* What to produce: Write out, word for word, the passage of the fine-mapping text that begins with the words containing "Once running the" and ends with "GCTA cojo-cond (RDS)".

* Excerpt:
Fine mapping analysis within the pQTL pipeline project at Human Technopole, Milan, Italy
We started this analysis pipeline in early April 2024. We adopted the Next-Flow (NF) pipeline developed by the Statistical Genomics team at Human Technopole and deployed it in Snakemake (SMK). We independtly validated each of the multiple analyses stated below before incorporating it in SMK.
We incorporated Locus Breaker (LB) function written in R (see publication PMID:) for example meta-analysis GWAS results of the proteins and we deployed it in SMK in mid April 2024.
Once running the pipeline, rule run_cojo
will generate output files below:
- list of independent variants resulted from GCTA cojo-slct (TSV/CSV)
- conditional dataset for each independent signal resulted from GCTA cojo-cond (RDS)
- fine-mapping results using coloc::coloc.ABF function, containing values such as l-ABF, posterior probabilities (PPI) for each variant (RDS)
- colocalization info table containing credible set variants (with cumulative PPI > 0.99) for each independent variant
- regional association plots
These outputs are going to be stored in workspace_path
provided by the user in config_finemap.yaml and stored in such directory:
<workspace_path>/results/*/cojo/
We performed colocalization (Giambartolomei et al., 2014) across the pQTL signals. To meet the fundamental assumption of colocalization of only one causal variant per locus, we used conditional datasets, thus performing one colocalization test per pair of independent SNPs in 2 overlapping loci. For each regional association and each target SNP, we identified a credible set as the set of variants with posterior inclusion probability (PIP) > 0.99 within the region. More precisely, using the conditional dataset, we computed Approximate Bayes Factors (ABF) with the ‘process.dataset’ function in the coloc v5.2.3 R package and calculated posterior probabilities by normalizing ABFs across variants. Variants were ranked, and those with a cumulative posterior probability exceeding 0.99 were included in the credible sets. Among XXX protein pairs with overlapping loci, XXX protein pairs sharing a credible set variant were then tested for colocalization using the ‘coloc.abf’ function. Colocalized pairs were identified when the posterior probability for hypothesis 4 assuming a shared causal variant for two proteins exceeded 0.80.

* Material supplied:
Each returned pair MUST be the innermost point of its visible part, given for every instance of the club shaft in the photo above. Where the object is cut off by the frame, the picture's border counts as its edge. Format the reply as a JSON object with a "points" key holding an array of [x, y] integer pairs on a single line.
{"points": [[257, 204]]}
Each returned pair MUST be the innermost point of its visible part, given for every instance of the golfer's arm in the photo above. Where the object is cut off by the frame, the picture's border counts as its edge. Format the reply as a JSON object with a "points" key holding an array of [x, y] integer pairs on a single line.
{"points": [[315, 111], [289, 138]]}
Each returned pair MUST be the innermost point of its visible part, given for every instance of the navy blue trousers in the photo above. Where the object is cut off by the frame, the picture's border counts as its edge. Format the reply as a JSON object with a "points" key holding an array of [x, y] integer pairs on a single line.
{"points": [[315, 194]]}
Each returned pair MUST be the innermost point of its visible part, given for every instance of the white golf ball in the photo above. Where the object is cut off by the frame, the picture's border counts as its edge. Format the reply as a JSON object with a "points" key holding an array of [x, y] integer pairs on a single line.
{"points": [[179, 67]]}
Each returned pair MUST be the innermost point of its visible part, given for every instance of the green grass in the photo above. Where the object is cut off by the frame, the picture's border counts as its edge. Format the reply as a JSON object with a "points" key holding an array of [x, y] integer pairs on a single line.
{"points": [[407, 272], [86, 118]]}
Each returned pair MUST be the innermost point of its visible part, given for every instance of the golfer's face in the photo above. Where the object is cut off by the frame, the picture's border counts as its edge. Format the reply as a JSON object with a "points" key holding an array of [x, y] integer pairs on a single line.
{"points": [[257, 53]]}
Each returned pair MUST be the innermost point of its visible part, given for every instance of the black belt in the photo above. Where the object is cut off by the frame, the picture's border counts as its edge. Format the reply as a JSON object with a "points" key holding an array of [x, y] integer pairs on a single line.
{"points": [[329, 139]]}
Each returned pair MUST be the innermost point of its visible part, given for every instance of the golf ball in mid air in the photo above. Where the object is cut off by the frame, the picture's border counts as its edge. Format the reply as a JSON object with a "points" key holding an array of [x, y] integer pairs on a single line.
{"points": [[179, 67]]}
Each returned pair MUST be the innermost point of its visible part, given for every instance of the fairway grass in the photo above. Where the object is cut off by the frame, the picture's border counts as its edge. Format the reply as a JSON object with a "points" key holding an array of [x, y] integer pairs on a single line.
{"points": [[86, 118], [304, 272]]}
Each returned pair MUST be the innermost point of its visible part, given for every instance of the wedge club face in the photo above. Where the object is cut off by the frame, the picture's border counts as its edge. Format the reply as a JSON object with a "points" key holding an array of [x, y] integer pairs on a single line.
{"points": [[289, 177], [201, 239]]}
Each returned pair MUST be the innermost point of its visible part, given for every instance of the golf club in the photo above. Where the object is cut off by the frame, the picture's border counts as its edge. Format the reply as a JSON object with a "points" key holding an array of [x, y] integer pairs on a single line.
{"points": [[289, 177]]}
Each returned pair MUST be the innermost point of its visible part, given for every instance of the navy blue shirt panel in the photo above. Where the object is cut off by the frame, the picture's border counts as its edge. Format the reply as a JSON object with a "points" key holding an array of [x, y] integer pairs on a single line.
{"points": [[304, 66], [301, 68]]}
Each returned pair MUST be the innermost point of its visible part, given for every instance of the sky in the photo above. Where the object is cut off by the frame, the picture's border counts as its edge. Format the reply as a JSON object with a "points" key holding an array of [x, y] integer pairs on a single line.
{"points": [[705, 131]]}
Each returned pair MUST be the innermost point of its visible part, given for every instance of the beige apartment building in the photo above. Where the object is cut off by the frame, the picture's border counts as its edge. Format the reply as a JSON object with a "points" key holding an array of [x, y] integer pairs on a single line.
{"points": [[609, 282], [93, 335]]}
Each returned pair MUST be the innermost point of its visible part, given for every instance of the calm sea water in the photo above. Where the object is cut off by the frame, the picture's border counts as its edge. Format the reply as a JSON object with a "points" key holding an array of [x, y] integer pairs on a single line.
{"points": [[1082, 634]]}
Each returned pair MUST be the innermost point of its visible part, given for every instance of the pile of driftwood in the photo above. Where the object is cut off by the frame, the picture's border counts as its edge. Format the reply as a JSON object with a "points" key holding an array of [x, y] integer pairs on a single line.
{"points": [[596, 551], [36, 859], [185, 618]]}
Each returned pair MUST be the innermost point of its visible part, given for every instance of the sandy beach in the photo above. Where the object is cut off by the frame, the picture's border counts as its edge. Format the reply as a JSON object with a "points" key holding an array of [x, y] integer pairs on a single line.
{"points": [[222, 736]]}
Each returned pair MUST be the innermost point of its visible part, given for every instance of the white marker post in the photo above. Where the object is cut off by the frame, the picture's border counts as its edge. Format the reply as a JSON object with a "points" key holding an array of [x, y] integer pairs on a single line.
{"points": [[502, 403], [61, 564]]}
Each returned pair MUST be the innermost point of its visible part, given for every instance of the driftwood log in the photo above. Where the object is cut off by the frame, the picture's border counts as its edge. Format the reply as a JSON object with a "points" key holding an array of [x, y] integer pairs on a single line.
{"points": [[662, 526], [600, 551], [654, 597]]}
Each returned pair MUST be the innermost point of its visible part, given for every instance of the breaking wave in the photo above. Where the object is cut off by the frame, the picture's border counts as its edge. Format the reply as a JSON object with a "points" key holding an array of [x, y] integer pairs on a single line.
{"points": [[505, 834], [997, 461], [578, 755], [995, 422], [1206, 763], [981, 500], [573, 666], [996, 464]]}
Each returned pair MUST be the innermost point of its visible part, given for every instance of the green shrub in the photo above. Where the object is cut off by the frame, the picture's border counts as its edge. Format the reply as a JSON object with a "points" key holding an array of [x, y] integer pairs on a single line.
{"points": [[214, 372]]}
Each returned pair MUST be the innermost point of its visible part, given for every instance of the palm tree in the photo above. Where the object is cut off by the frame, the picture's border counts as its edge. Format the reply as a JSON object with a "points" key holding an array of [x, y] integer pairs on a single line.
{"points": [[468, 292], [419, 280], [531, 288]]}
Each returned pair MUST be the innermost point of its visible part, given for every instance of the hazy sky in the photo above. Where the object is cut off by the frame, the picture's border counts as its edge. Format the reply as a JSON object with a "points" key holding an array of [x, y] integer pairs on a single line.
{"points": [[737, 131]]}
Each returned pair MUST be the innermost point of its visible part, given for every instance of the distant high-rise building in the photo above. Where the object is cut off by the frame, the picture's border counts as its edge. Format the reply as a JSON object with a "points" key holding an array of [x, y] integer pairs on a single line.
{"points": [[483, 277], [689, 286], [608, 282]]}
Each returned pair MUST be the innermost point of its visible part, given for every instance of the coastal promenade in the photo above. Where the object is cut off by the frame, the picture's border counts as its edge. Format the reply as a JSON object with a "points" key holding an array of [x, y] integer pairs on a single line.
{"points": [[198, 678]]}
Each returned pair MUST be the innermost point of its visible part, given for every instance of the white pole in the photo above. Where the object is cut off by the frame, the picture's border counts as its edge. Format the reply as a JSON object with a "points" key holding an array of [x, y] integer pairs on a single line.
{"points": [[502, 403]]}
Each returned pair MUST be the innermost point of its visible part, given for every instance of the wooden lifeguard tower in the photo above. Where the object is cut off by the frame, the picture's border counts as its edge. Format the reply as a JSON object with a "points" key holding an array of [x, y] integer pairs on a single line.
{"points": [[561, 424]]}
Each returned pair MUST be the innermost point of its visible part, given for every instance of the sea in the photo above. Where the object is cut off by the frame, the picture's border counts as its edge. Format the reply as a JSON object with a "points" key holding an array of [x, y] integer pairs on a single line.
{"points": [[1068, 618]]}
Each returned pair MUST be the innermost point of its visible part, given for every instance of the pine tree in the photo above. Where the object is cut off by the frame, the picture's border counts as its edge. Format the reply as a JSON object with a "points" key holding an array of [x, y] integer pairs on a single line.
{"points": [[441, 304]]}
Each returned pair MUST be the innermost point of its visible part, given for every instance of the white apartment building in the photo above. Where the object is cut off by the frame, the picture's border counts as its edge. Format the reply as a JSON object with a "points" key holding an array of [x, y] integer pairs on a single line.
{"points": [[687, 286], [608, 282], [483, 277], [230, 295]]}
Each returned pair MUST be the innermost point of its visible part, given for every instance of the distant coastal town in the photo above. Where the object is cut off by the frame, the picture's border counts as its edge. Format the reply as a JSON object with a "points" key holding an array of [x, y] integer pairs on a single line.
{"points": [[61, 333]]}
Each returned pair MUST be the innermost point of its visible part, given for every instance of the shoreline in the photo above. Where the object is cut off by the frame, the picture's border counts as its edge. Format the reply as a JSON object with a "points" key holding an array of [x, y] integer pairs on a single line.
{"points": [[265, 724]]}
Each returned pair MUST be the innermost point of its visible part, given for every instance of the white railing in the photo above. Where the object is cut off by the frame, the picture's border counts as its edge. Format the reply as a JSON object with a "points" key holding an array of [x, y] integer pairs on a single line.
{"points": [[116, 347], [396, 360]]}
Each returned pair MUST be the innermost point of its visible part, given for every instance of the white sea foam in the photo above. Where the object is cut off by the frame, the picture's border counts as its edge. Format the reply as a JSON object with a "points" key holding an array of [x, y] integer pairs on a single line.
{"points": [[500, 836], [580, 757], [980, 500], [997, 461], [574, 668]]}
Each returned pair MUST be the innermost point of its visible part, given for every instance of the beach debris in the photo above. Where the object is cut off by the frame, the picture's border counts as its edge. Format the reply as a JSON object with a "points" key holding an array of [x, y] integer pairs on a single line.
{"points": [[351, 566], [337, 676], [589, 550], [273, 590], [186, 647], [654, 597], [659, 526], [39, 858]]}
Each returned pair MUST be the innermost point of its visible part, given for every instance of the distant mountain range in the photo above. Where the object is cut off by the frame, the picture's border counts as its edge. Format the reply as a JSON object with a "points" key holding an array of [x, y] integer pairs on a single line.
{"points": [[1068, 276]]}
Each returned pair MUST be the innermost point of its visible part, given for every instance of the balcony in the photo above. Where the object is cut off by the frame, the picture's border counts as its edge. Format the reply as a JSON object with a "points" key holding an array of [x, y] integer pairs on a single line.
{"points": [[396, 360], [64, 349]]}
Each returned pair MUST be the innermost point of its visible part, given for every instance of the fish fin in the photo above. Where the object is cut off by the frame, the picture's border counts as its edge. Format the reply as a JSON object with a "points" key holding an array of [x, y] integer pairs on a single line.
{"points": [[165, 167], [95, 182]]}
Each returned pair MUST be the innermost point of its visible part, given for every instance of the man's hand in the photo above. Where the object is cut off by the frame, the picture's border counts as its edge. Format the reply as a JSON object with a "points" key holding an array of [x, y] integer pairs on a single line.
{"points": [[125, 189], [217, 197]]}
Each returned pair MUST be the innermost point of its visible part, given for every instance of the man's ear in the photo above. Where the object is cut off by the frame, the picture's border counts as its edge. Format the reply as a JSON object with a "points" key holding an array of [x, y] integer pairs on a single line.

* Expected output:
Once running the pipeline, rule run_cojo
will generate output files below:
- list of independent variants resulted from GCTA cojo-slct (TSV/CSV)
- conditional dataset for each independent signal resulted from GCTA cojo-cond (RDS)